(提取的数据条目)
::::::::

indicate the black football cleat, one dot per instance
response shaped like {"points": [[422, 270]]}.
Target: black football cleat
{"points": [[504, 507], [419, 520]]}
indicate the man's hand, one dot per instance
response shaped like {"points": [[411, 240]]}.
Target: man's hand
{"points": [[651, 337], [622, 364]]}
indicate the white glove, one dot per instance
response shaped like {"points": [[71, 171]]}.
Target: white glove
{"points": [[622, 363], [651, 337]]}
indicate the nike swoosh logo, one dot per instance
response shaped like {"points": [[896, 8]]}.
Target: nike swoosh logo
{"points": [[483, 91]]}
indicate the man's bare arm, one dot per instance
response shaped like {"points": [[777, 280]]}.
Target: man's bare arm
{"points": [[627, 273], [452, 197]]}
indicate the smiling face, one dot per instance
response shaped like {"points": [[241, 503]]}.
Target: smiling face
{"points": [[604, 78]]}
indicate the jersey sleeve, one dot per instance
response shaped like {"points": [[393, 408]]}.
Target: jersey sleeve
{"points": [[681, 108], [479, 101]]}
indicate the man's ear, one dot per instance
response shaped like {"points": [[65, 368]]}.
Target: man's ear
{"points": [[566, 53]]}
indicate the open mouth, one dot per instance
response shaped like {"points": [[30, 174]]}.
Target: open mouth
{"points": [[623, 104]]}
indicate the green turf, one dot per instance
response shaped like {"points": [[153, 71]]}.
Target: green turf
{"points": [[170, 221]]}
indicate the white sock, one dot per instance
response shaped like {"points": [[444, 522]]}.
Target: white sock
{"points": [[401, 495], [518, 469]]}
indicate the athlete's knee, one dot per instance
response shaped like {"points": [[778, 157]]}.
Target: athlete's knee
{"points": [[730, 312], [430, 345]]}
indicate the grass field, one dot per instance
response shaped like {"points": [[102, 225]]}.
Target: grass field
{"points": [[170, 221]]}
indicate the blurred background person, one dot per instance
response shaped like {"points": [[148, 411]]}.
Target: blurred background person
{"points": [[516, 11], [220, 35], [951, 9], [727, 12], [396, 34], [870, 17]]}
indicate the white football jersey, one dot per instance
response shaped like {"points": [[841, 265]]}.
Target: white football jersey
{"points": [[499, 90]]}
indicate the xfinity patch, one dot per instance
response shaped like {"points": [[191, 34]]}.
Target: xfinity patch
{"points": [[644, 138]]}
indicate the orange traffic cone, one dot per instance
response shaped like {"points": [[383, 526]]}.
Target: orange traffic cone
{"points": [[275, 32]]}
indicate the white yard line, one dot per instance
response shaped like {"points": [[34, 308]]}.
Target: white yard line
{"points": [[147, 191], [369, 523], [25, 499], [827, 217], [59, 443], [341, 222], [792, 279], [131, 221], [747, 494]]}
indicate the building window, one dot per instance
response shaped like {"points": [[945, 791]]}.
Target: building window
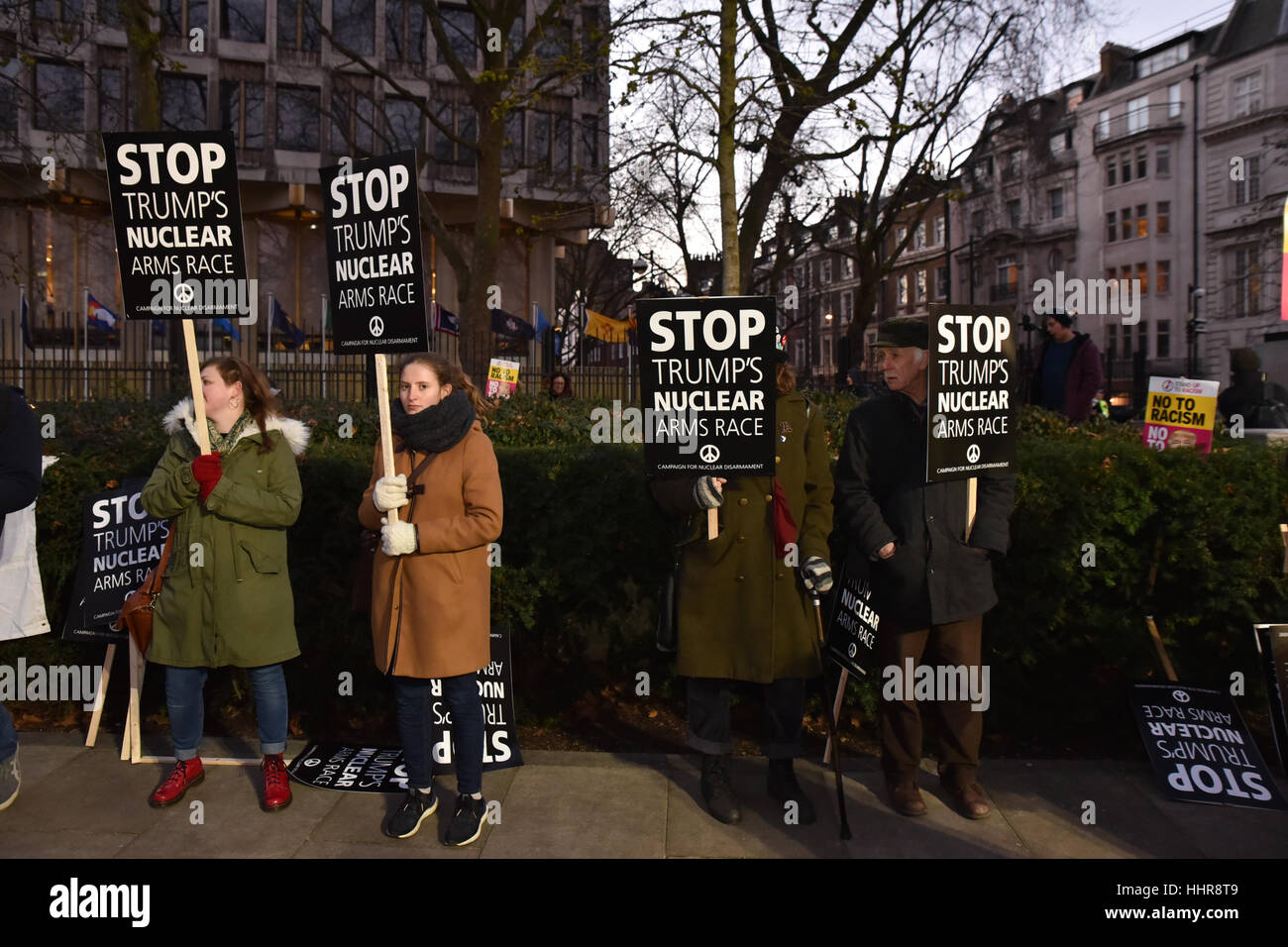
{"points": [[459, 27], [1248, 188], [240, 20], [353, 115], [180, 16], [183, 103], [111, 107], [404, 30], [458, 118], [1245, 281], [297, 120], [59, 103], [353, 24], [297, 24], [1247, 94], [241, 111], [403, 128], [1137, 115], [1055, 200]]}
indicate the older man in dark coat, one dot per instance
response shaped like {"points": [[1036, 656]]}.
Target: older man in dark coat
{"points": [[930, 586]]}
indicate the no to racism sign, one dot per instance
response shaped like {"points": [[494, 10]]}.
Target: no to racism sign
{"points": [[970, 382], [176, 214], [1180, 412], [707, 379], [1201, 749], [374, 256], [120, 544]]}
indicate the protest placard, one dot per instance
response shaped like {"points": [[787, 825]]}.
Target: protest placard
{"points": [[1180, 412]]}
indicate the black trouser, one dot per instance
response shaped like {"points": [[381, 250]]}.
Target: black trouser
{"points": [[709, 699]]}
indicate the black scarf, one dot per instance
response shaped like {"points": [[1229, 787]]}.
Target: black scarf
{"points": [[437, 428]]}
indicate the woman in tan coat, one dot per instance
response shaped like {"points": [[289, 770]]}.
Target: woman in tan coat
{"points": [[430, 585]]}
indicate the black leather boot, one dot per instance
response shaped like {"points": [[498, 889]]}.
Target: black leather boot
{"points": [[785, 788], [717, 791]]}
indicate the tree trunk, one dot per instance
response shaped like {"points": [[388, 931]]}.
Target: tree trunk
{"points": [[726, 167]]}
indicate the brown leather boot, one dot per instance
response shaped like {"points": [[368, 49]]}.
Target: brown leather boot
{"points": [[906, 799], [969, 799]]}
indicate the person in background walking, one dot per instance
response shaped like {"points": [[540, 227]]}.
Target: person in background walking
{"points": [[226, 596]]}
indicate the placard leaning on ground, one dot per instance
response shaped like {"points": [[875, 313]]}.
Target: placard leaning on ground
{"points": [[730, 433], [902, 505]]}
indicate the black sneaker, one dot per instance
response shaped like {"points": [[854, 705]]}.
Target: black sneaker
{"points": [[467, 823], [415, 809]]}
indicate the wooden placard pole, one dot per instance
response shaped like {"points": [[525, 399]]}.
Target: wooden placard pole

::::::::

工作说明 :: 请将条目中从含有“indicate the person”的那一行起、到条目末尾止的部分（首尾两行都算在内）连同其中的要求全部搬过来，并把答案里的每个坐标数值都加上96。

任务答复 ::
indicate the person in background walking, one dot per instance
response shaped like {"points": [[540, 227]]}.
Target: person in background walking
{"points": [[322, 692]]}
indicate the placard leaning on ground, one dot per instance
response shaped like {"points": [[875, 313]]}.
Target: placard leaning on ground
{"points": [[826, 529], [998, 601]]}
indicate the black sneaker, one dot per instance
response shaped like {"points": [[854, 705]]}.
Target: black sneaker
{"points": [[563, 919], [511, 905]]}
indicate the wooden placard pole, one dot per instance
response shaped like {"points": [[525, 399]]}.
Target: wooden placard pole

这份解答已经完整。